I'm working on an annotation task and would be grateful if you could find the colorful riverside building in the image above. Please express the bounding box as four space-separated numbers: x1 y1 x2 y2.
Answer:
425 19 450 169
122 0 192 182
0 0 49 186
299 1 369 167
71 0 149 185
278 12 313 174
--------------------------------------------------
* EXERCISE GOAL *
Repeat the data. Keep every word the same.

* ANSWER BOX *
I'm working on an annotation task and would be grateful if you could find the colorful riverside building in the image above. Please express the bounding box as four space-separated numbers: x1 y1 x2 y2.
Answer:
425 19 450 169
122 0 192 182
0 0 49 186
299 1 369 167
71 0 149 185
278 12 313 174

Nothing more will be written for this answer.